Guerre secrète, l’exfiltration transfrontalière

par Desmaretz Gérard
jeudi 16 novembre 2017

« Envoyé spécial » du 9 novembre 2017 a évoqué la mésaventure survenue à Yoann Barbereau, l'ancien directeur de l'Alliance française en poste depuis 2012 à Irkoutst (Sibérie). L'agent des Affaires étrangères a été condamné par contumace fin décembre 2016 à quinze années de colonie pénitentiaire pour attouchement sur sa fille âgée alors de 4 ans. Notre compatriote parle de « Komproma » technique de compromission que l'on « pensait » disparue depuis l'implosion de l'URSS. Des photos familiales se trouvant dans son ordinateur auraient été postées à partir de son adresse IP sur un site de conseils aux parents (38mama.ru) où elles auraient été repérées immédiatement par une dentiste d'Irkoutst qui les aurait transmis au FSB... Interpellé le 11 avril 2014, deux jours après l'arrivée de sa femme de retour de France..., Barbereau fut incarcéré 71 jours et interné 20 jours en établissement psychiatrique, puis assigné à résidence avec port d'un bracelet électronique après avoir versé une somme de 15 000 euros.

Énoncé 1:
Pouvez-vous réécrire en liste numérotée, sans les lignes vides, les enregistrements qui vont de la ligne contenant « Security feed analysis request: locate the distant » jusqu'à la fin des enregistrements, ces deux bornes comprises ?

Données à traiter:
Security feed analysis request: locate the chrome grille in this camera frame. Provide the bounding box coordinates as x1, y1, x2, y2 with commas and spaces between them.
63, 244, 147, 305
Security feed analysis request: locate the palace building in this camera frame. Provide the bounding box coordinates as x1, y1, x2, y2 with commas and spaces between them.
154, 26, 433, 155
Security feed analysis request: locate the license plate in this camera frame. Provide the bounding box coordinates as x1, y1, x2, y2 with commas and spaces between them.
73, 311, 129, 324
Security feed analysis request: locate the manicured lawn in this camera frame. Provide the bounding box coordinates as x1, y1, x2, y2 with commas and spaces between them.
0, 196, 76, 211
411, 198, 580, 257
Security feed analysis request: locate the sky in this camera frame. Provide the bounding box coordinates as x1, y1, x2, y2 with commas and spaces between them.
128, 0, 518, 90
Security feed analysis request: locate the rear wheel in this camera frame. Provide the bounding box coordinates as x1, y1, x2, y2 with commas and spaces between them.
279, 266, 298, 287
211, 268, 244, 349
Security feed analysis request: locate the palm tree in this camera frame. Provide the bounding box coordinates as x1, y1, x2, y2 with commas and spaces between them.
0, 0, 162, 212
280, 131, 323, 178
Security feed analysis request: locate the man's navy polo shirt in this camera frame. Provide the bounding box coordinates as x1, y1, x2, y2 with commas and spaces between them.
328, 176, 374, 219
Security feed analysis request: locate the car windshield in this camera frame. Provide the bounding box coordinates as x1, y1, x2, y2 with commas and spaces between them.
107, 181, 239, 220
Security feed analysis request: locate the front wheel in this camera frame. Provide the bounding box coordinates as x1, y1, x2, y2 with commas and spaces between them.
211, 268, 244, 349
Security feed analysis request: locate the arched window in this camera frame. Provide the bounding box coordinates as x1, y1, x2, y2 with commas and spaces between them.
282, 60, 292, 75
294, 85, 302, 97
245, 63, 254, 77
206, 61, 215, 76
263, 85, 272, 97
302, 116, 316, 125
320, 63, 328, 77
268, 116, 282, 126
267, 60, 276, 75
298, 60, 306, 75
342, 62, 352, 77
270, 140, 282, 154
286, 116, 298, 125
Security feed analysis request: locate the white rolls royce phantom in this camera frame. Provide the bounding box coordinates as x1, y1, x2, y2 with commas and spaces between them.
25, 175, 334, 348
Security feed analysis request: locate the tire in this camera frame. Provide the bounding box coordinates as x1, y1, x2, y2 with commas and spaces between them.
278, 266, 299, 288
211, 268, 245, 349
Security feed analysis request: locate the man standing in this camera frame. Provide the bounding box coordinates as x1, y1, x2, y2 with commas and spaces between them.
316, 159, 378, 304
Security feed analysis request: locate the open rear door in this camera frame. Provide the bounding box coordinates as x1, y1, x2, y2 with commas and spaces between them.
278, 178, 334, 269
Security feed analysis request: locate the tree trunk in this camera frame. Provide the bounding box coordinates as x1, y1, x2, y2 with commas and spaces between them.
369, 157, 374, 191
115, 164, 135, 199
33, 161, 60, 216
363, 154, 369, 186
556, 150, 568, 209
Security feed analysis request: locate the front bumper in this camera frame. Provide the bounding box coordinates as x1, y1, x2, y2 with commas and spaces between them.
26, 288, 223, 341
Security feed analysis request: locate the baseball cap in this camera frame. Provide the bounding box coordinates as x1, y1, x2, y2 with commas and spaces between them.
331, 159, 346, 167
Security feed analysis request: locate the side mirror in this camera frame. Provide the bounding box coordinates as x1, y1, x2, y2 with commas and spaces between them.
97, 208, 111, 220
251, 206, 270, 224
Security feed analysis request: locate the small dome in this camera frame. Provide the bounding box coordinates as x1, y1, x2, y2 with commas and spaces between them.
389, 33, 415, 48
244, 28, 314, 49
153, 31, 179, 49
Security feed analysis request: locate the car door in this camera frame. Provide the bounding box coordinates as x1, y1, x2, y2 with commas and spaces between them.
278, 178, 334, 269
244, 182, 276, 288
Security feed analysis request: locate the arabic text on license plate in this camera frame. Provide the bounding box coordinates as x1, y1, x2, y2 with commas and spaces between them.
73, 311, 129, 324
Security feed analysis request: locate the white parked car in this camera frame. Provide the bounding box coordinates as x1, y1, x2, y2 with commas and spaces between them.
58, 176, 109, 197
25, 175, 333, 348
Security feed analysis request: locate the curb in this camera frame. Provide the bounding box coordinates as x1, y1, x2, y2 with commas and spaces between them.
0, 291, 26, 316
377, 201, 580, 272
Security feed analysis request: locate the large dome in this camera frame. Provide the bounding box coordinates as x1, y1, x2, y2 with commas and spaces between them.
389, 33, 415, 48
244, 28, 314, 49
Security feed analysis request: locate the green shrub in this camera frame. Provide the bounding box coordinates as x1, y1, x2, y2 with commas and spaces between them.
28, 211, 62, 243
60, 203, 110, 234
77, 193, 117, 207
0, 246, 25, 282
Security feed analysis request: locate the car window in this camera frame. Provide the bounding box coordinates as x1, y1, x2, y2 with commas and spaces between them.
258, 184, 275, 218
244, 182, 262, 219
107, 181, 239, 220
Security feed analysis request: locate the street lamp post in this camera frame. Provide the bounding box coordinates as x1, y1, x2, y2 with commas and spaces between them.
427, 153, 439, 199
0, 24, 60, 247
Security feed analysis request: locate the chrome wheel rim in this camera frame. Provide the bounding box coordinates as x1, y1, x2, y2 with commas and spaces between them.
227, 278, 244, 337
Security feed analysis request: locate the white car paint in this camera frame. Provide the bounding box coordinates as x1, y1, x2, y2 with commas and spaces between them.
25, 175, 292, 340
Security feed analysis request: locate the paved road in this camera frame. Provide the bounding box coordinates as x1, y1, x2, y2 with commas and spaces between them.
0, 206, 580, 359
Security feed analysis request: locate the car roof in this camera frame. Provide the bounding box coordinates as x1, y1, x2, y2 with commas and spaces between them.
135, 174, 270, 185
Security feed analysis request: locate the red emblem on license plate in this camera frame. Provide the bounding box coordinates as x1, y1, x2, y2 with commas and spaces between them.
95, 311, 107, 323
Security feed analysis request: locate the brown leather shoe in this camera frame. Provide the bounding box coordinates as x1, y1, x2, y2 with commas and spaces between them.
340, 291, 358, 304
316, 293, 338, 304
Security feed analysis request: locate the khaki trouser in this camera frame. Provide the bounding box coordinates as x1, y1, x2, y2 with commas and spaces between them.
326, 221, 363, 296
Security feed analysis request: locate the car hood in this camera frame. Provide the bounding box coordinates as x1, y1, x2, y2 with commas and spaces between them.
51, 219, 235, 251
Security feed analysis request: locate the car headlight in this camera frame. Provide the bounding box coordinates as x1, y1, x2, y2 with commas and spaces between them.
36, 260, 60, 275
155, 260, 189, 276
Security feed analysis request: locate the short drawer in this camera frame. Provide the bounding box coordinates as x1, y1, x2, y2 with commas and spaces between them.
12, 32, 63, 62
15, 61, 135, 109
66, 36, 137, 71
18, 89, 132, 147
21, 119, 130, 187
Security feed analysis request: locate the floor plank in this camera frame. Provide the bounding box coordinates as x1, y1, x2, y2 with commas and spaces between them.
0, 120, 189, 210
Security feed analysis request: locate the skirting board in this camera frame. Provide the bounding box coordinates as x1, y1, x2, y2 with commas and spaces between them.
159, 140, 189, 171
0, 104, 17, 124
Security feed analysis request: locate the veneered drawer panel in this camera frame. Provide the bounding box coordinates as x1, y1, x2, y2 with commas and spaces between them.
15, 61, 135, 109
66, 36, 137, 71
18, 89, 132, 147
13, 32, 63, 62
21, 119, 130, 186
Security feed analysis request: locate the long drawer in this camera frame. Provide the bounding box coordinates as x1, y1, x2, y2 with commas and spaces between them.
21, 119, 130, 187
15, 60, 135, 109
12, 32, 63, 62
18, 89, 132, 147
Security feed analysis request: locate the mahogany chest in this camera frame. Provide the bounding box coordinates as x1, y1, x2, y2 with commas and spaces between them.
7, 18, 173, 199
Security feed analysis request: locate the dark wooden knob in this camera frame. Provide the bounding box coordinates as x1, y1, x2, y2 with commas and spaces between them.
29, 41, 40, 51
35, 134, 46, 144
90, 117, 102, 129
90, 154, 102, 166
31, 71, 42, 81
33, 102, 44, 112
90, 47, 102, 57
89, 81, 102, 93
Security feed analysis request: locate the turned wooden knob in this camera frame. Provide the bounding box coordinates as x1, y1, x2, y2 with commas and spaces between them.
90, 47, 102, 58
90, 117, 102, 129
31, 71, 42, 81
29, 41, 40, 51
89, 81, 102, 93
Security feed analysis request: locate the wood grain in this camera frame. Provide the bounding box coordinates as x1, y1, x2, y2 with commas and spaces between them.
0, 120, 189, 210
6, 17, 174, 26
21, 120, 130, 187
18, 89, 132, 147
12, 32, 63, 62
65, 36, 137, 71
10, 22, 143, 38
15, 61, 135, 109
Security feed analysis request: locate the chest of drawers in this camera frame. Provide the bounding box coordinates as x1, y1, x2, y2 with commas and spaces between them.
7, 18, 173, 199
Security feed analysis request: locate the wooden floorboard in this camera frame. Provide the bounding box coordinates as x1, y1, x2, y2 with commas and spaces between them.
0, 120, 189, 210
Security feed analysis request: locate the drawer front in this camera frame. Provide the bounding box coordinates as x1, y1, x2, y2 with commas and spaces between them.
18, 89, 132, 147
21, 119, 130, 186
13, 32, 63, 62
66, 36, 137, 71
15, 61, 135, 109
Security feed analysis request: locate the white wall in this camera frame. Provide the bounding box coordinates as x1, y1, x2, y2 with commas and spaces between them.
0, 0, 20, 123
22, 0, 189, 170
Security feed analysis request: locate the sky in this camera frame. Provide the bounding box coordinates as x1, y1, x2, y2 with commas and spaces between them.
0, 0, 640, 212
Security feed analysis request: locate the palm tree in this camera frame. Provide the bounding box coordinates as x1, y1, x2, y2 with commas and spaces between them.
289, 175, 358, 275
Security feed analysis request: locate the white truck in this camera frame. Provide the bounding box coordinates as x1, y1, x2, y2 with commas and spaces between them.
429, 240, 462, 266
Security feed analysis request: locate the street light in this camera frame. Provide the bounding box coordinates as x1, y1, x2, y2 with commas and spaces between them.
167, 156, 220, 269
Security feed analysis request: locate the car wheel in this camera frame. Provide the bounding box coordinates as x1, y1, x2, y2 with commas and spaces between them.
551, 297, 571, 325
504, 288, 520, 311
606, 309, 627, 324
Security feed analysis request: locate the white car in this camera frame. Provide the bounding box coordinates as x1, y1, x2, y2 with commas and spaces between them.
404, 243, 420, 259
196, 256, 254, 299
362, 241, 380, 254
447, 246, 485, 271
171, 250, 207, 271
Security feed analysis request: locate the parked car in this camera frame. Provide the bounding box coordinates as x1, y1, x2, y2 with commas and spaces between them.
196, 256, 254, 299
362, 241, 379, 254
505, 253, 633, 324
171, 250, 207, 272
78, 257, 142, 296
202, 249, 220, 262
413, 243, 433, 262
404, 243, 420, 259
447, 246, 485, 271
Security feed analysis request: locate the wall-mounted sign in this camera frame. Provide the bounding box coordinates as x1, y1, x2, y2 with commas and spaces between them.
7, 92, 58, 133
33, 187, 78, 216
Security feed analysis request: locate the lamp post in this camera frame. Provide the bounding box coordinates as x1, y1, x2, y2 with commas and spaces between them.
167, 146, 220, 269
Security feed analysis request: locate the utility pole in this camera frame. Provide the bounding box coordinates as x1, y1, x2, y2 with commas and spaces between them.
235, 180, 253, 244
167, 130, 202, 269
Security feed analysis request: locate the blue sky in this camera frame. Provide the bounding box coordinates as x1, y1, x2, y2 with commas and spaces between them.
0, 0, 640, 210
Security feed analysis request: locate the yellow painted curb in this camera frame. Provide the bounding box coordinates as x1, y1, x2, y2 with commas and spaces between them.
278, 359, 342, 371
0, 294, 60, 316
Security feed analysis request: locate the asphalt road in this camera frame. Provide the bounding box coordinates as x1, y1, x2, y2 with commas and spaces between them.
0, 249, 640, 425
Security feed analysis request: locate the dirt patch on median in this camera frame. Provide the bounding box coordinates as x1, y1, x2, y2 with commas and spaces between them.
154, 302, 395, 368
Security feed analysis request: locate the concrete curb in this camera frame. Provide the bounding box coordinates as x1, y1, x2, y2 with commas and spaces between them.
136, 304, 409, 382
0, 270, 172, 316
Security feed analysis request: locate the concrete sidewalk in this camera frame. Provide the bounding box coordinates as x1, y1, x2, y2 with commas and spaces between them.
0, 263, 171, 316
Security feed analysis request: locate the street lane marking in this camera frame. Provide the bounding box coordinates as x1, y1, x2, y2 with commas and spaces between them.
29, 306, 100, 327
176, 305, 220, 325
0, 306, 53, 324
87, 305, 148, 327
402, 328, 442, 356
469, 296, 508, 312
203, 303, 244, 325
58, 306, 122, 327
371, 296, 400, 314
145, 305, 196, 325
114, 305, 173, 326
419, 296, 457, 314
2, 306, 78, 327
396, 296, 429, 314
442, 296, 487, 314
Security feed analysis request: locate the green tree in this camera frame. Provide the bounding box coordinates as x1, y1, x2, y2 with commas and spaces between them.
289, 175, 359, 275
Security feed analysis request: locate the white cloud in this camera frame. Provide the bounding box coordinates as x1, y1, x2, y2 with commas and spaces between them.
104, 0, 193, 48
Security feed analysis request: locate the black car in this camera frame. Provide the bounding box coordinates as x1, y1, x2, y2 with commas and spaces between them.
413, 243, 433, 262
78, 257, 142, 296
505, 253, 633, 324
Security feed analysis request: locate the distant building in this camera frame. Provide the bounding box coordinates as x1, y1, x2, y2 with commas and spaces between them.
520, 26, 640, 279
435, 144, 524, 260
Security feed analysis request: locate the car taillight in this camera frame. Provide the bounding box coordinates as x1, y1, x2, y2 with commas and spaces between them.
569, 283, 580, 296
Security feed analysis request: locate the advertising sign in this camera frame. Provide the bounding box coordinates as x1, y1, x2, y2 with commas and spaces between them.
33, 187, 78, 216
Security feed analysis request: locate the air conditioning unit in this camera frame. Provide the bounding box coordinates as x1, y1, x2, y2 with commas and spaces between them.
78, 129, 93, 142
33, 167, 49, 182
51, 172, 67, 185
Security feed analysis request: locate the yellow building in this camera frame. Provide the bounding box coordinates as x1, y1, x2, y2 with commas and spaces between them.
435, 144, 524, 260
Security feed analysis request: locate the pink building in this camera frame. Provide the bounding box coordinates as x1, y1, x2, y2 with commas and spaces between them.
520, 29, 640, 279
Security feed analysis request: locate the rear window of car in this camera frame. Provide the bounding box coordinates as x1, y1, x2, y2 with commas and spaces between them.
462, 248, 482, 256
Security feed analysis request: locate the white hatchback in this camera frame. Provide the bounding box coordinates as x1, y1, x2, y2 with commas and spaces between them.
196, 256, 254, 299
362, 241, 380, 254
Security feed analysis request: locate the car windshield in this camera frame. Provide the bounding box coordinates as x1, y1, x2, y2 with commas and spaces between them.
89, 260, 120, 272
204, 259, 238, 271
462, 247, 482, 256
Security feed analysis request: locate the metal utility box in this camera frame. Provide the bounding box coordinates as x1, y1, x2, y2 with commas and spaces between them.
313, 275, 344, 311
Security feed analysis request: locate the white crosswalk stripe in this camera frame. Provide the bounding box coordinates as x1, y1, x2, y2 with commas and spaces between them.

Énoncé 2:
Répondez à ces questions sur le texte :
(a) Depuis quelle année Yoann Barbereau était-il en poste à Irkoutst ?
(b) À quelle peine a-t-il été condamné par contumace ?
(c) Combien de jours a-t-il été incarcéré ?

Réponse complète 1:
1. Security feed analysis request: locate the distant building in this camera frame. Provide the bounding box coordinates as x1, y1, x2, y2 with commas and spaces between them.
2. 520, 26, 640, 279
3. 435, 144, 524, 260
4. Security feed analysis request: locate the car taillight in this camera frame. Provide the bounding box coordinates as x1, y1, x2, y2 with commas and spaces between them.
5. 569, 283, 580, 296
6. Security feed analysis request: locate the advertising sign in this camera frame. Provide the bounding box coordinates as x1, y1, x2, y2 with commas and spaces between them.
7. 33, 187, 78, 216
8. Security feed analysis request: locate the air conditioning unit in this camera frame. Provide the bounding box coordinates as x1, y1, x2, y2 with commas and spaces between them.
9. 78, 129, 93, 142
10. 33, 167, 49, 182
11. 51, 172, 67, 185
12. Security feed analysis request: locate the yellow building in this camera frame. Provide the bounding box coordinates as x1, y1, x2, y2 with commas and spaces between them.
13. 435, 144, 524, 260
14. Security feed analysis request: locate the pink building in this camera frame. Provide the bounding box coordinates as x1, y1, x2, y2 with commas and spaces between them.
15. 520, 29, 640, 279
16. Security feed analysis request: locate the rear window of car in this camera frame. Provide the bounding box coordinates as x1, y1, x2, y2 with commas and spaces between them.
17. 462, 248, 482, 256
18. Security feed analysis request: locate the white hatchback in this camera frame. Provide the bounding box coordinates as x1, y1, x2, y2 with commas and spaces between them.
19. 196, 256, 254, 299
20. 362, 241, 380, 254
21. Security feed analysis request: locate the car windshield in this camera frame. Provide the bounding box coordinates as x1, y1, x2, y2 with commas and spaces between them.
22. 89, 260, 120, 272
23. 204, 259, 238, 271
24. 462, 247, 482, 256
25. Security feed analysis request: locate the metal utility box in this camera frame. Provide the bounding box coordinates as x1, y1, x2, y2 with commas and spaces between them.
26. 313, 275, 344, 311
27. Security feed analysis request: locate the white crosswalk stripe in this camera frame. Provide the bounding box coordinates as x1, y1, x2, y2 with commas and spaces between them.

Réponse complète 2:
(a) Depuis 2012.
(b) À quinze années de colonie pénitentiaire.
(c) 71 jours.